PAGE.
━━━━━━

# Carver Cascade Water Heater



## vardy (Sep 1, 2006)

Help! - I've misplaced the manual for the above. 

Got a feeling it won't work on 12V! - But is it a 'two way' (i.e. gas OR EHU) I've hardly ever used it and when I did, I'm sure it was on gas.

Its got one slide button and 3 little lights on the control switch. Possibly red/amber/green as I recollect. 

I seem to have morphed into an arsonist since getting the van. So in the interests of safety I am not touching this thing until I find the book, or someone on here takes pity on my cold ablutions.


----------



## Penquin (Oct 15, 2007)

Try this link as he sems to have it all available for all models with or without 240v;

http://www.arcsystems.biz/

From my memory the instructions are familiar with what we used to do...........

hope that helps, he has also posted this on another site when asked the same question;

_The Carver Cascade 2 is a 9 litre storage water heater, which when running on gas will heat the water to 65deg c in about 45 minutes. On 240V mains assuming it has this facility, the time can be somewhat longer or shorter depending on the wattage (630w 3amp to 840w 5amp) of the element fitted, you can use both gas and electric together for faster times.

━━━━━━

DATA PROVIDED.
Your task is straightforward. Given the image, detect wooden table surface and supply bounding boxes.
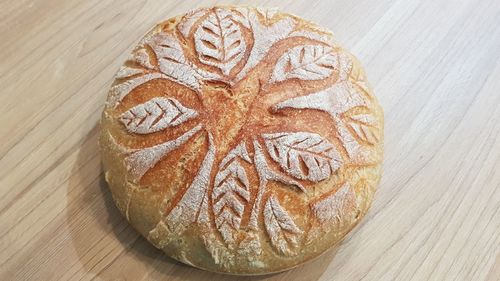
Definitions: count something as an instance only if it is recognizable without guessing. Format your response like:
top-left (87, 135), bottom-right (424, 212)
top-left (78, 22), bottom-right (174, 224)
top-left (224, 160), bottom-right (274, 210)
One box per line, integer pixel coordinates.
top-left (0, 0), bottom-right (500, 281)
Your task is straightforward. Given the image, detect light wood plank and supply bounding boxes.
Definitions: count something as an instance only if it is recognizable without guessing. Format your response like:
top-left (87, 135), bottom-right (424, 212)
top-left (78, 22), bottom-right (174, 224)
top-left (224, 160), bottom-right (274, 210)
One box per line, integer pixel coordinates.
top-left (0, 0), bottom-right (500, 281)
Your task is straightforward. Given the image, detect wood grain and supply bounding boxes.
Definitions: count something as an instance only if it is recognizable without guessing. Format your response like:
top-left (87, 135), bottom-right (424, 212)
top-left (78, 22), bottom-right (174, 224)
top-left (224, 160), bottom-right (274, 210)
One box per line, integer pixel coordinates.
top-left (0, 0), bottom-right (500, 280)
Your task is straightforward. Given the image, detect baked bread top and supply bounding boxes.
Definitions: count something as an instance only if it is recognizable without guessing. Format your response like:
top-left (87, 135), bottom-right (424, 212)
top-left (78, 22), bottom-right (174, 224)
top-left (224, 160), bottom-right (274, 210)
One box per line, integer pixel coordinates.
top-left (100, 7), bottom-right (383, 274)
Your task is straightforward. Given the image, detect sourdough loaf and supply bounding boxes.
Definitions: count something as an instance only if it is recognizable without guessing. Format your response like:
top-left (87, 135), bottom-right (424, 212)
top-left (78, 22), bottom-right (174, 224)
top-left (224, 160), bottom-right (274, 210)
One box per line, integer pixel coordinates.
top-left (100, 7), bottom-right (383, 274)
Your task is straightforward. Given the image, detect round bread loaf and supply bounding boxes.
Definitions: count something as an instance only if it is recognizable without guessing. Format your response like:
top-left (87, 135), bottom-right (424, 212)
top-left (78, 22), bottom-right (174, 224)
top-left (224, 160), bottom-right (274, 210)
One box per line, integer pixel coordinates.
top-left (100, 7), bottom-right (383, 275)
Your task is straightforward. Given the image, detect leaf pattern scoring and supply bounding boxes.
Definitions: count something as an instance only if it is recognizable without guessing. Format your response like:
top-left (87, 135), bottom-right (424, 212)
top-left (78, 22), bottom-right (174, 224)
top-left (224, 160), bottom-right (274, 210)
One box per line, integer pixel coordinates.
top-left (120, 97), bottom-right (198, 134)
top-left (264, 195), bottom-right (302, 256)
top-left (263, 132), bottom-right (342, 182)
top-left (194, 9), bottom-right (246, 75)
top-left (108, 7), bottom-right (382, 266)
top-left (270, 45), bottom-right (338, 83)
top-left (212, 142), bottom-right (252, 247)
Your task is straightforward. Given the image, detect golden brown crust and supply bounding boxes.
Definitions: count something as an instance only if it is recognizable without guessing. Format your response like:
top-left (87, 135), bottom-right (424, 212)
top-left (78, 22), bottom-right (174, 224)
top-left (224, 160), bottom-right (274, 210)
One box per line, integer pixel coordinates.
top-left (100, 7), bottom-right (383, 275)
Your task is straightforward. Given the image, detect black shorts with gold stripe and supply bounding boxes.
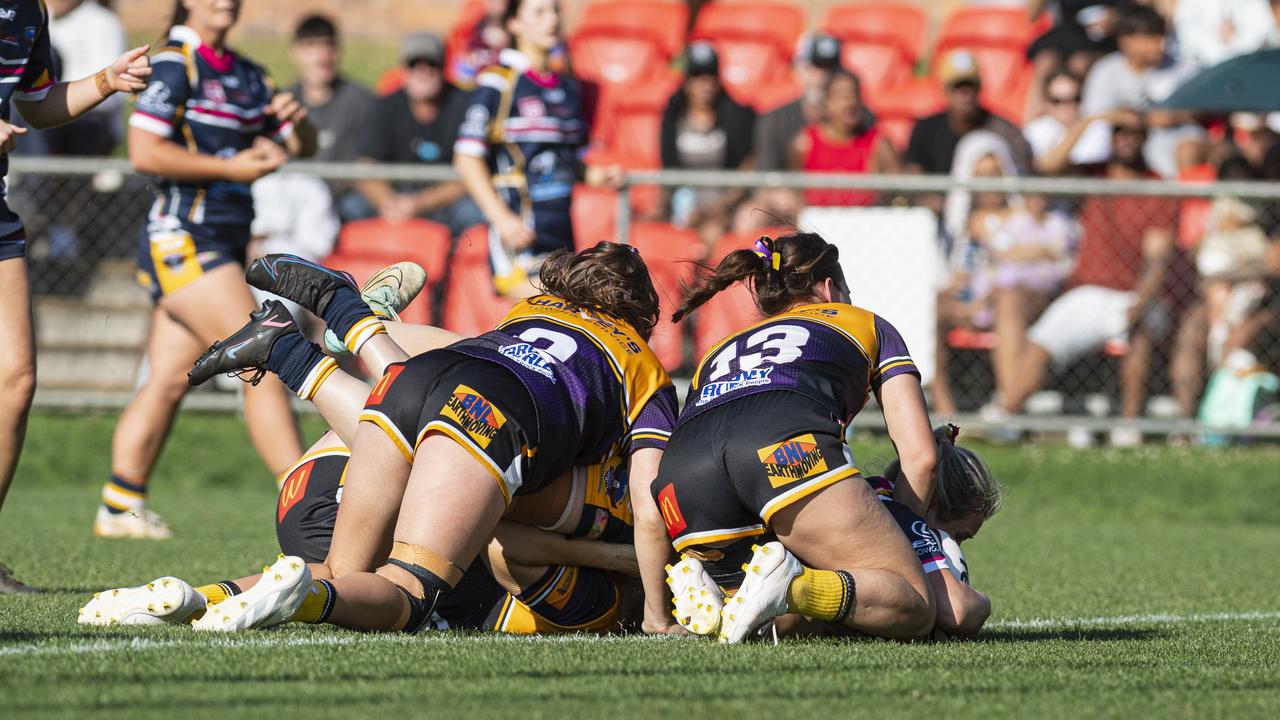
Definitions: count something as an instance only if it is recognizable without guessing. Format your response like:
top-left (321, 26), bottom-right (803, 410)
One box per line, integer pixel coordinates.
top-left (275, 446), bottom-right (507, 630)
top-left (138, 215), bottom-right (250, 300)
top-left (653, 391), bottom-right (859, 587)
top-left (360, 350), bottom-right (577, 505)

━━━━━━

YOUR OBJECTIVE. Update the Carver Cascade thread's passage from "Try this link" to "for faster times." by replacing "gas" with "LPG".

TASK SOLUTION.
Try this link as he sems to have it all available for all models with or without 240v;

http://www.arcsystems.biz/

From my memory the instructions are familiar with what we used to do...........

hope that helps, he has also posted this on another site when asked the same question;

_The Carver Cascade 2 is a 9 litre storage water heater, which when running on LPG will heat the water to 65deg c in about 45 minutes. On 240V mains assuming it has this facility, the time can be somewhat longer or shorter depending on the wattage (630w 3amp to 840w 5amp) of the element fitted, you can use both LPG and electric together for faster times.